#### Record extracts

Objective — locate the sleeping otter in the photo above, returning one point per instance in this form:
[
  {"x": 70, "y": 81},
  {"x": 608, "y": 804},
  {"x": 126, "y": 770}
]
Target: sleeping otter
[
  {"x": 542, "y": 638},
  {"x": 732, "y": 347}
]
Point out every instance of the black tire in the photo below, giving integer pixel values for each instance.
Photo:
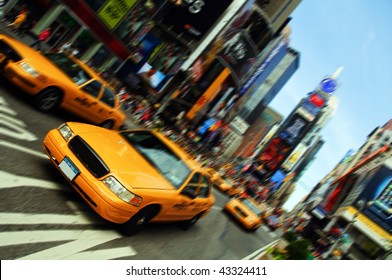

########

Swap "black tire" for "white car" in the lines from the one containing "Point out every" through the end of the items, and keep everything else unchanged. Omit the pictures from your answer.

# [Correct result]
Point out every instance of the white car in the photo below, giving integer pixel values for each instance.
Photo:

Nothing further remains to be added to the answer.